• **Prompt**:
Reproduce verbatim the lines of the material that run from the line containing "the form (501,701)." through the end of the material, both ends included.

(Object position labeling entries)
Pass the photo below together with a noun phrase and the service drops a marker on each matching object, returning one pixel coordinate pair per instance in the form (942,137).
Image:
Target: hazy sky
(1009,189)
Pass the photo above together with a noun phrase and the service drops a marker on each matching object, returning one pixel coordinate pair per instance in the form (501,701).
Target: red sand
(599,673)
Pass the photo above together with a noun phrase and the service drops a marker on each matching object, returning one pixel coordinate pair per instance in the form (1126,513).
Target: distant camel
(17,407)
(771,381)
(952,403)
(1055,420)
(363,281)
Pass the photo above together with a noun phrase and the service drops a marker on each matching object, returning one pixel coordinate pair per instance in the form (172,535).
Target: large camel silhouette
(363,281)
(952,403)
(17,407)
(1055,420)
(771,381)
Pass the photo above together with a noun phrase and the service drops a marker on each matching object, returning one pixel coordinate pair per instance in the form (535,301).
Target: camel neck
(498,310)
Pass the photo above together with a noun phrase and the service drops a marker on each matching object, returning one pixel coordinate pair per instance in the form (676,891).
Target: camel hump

• **Problem solution**:
Pass the photo above together with a noun phrase and the service drops a marker on each matching object, returning one pixel coordinate pair per instance in the form (501,701).
Target: red sand
(599,673)
Pass the photo above together with a noun phrase and the service drops a marker on each matching object, returning one pixel coordinate pair per instance in the form (1126,513).
Target: distant camel
(17,407)
(771,381)
(952,403)
(1055,420)
(363,281)
Pass the photo above together with a noun phrase and the service drops a marker on each matching object, returning one pixel coordinate pair per instance in the form (172,535).
Target: large camel silhouette
(363,281)
(952,403)
(17,407)
(1055,420)
(771,381)
Pass the photo above together with a noun phrase and the service drops a marker on each matching object, returning one pixel coordinate pair per instance in the form (535,301).
Target: camel neck
(498,310)
Pass the photo above together with a noun phrase and the service drops a marker on each matching object, returning one pixel coordinate pair per instance in the form (676,891).
Target: camel hump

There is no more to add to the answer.